• _Record set_
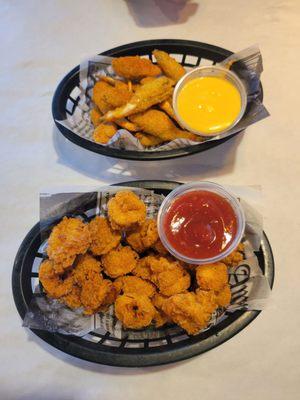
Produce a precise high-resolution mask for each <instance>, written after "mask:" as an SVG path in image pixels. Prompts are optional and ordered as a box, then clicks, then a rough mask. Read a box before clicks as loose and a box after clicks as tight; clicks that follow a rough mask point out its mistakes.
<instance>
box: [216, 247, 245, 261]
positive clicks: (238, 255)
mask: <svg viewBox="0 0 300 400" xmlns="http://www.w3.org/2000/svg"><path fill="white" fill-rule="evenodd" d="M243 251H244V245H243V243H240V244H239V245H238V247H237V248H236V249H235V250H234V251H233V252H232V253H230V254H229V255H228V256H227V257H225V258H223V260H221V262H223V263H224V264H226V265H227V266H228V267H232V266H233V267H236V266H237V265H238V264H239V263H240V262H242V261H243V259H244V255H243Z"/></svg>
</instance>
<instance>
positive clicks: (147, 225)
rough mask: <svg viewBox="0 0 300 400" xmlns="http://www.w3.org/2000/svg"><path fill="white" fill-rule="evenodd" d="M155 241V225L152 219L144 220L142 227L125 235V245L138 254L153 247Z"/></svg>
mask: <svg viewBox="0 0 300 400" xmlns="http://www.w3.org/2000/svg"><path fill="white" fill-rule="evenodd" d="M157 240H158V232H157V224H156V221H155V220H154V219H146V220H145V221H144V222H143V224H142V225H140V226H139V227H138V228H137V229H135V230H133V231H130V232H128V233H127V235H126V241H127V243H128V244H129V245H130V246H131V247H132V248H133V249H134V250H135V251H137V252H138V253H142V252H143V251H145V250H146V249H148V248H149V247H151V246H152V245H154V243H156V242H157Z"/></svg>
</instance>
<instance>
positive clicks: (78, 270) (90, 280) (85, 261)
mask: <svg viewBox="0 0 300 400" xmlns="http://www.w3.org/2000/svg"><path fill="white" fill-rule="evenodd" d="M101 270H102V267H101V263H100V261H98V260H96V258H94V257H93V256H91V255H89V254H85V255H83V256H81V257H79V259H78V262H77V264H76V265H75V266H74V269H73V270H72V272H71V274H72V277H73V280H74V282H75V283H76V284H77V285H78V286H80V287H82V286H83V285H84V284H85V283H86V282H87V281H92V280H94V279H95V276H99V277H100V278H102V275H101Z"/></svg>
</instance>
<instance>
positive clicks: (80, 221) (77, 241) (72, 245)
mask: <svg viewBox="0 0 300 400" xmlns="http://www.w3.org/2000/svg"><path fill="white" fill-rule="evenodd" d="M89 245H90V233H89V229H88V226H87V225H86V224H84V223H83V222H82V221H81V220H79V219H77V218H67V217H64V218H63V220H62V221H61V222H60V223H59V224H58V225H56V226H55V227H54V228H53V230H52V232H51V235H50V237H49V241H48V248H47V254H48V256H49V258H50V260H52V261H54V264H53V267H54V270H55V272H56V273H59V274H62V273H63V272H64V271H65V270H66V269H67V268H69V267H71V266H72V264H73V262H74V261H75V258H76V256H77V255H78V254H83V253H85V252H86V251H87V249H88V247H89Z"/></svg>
...
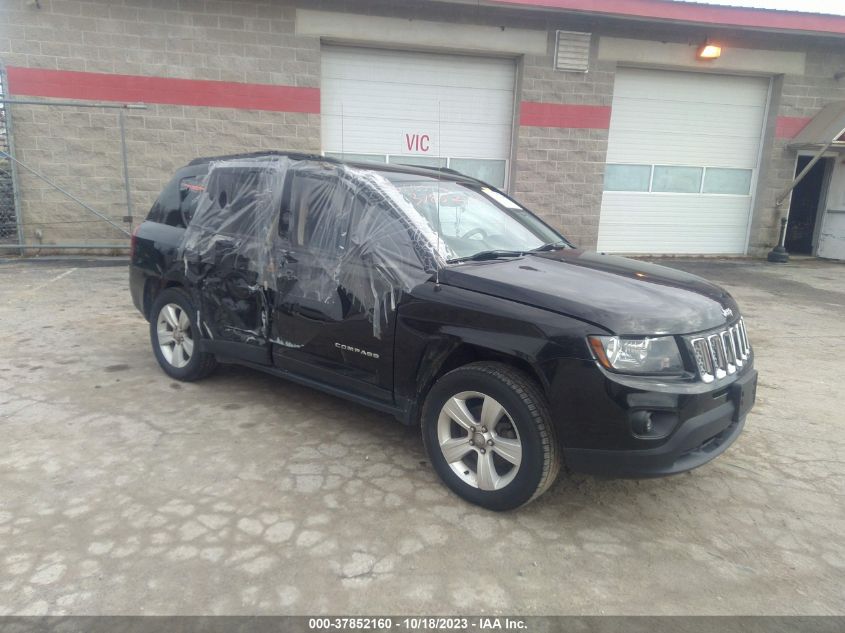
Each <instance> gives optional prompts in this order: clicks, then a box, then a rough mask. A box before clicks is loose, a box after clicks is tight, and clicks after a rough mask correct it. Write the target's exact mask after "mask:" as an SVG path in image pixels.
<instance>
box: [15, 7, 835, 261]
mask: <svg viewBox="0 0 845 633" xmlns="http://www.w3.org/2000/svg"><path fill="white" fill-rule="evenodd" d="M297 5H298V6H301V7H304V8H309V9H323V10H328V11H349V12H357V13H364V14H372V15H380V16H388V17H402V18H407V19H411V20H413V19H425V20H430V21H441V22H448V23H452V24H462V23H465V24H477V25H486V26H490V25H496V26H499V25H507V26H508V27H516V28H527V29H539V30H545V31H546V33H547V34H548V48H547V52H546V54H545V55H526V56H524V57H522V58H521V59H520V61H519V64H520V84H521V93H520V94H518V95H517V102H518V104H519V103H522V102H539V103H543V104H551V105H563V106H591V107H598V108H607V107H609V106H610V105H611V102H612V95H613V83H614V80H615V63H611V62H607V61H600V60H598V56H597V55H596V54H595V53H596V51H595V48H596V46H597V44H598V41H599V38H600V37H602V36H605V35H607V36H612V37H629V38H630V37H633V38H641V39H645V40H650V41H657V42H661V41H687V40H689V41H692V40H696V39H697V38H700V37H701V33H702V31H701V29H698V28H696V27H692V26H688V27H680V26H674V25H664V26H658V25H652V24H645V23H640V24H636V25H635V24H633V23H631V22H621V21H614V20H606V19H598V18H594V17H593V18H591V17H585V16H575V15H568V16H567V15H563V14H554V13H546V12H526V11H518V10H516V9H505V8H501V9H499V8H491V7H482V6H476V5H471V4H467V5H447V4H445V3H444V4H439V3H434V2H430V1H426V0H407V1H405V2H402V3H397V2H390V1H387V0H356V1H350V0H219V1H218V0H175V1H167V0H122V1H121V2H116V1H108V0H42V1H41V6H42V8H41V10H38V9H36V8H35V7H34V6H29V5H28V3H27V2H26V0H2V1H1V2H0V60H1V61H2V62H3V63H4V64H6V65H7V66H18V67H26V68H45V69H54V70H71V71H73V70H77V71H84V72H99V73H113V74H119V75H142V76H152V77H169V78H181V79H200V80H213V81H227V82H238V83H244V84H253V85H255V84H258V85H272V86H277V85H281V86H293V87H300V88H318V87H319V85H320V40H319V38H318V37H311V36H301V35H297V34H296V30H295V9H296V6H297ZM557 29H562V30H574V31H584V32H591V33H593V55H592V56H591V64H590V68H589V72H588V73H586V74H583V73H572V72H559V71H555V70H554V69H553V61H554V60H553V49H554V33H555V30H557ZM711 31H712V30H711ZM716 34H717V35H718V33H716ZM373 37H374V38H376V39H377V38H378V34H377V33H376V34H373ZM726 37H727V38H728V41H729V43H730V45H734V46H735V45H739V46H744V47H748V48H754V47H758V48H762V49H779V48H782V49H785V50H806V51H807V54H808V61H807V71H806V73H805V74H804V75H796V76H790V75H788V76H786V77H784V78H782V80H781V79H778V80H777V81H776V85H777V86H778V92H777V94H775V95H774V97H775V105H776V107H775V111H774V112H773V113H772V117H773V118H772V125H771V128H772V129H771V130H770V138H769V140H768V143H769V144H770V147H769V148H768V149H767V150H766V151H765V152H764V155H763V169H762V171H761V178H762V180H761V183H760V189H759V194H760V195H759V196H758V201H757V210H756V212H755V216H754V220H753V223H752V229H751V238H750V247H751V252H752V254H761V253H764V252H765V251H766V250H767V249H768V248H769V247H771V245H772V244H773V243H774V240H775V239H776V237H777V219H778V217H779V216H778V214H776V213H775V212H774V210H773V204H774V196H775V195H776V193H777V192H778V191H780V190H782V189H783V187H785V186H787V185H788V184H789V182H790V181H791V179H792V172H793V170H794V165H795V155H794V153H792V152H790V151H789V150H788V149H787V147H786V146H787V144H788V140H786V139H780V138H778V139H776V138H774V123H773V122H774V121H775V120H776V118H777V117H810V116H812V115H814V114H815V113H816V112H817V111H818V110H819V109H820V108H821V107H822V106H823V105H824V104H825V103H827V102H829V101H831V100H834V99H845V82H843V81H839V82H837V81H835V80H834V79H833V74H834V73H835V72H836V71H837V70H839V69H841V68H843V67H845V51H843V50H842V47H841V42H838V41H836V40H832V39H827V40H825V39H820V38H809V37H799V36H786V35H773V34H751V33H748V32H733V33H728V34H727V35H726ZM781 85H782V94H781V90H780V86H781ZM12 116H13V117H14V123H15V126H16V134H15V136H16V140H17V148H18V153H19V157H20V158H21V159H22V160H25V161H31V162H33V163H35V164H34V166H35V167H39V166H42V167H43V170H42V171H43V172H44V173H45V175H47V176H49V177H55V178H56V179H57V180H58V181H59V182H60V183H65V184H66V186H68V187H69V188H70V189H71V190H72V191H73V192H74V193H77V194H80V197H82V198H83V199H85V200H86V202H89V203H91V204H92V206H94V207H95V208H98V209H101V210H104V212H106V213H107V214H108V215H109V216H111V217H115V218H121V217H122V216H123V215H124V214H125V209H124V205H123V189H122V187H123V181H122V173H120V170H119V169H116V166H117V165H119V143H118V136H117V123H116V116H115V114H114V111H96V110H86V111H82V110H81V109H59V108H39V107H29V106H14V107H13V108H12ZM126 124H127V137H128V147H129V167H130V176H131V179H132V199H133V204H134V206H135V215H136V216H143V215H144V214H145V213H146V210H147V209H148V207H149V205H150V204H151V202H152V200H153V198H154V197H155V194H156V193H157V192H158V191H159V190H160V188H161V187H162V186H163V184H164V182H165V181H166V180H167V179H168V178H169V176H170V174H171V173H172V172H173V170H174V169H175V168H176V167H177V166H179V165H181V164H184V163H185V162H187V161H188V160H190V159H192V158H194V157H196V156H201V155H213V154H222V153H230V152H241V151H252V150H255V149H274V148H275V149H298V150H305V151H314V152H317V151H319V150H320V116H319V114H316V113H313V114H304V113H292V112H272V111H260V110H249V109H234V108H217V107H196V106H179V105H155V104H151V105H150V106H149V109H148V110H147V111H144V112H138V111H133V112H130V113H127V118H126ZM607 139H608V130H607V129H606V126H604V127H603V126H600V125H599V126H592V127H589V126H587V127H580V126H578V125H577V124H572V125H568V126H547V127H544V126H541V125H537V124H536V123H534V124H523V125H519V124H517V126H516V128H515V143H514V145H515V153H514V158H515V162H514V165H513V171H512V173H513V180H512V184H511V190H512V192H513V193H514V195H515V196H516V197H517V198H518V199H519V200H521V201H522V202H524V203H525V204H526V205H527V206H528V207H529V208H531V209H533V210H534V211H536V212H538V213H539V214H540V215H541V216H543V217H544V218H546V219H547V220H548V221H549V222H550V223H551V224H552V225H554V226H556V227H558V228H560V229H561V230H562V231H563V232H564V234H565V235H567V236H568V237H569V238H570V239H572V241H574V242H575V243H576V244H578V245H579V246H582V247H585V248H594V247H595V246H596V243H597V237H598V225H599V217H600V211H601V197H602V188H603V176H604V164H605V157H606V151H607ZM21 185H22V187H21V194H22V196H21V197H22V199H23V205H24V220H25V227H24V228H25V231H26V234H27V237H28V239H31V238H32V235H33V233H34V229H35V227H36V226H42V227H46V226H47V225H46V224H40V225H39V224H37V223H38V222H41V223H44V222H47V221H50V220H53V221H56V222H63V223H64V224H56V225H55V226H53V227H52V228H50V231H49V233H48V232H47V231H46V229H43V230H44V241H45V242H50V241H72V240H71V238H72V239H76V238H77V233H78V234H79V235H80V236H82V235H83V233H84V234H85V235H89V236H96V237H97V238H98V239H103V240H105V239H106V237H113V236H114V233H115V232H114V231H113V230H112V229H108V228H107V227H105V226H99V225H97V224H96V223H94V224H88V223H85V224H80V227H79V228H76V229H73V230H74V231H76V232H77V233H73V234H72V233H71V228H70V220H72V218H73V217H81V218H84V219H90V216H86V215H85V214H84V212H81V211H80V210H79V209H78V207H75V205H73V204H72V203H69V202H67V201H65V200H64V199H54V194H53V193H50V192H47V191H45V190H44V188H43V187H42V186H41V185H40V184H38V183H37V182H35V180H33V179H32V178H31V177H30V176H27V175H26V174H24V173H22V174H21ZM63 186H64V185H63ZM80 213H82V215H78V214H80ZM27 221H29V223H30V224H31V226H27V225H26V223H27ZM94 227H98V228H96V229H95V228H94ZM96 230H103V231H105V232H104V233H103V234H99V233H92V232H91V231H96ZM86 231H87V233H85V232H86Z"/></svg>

• _Your assignment_
Print the stretch from the line containing "Each <instance> gives" through the line containing "box: [15, 7, 835, 261]" in the data above, word for word.

• _The completed task_
Each <instance> gives optional prompts in this order: clicks, then a box, then a rough mask. A box before clicks is loose, a box after clicks is tight, and clicks after a rough mask correct it. Write the target's exact mask after "mask:" as an SVG path in image pixels.
<instance>
box: [15, 7, 835, 261]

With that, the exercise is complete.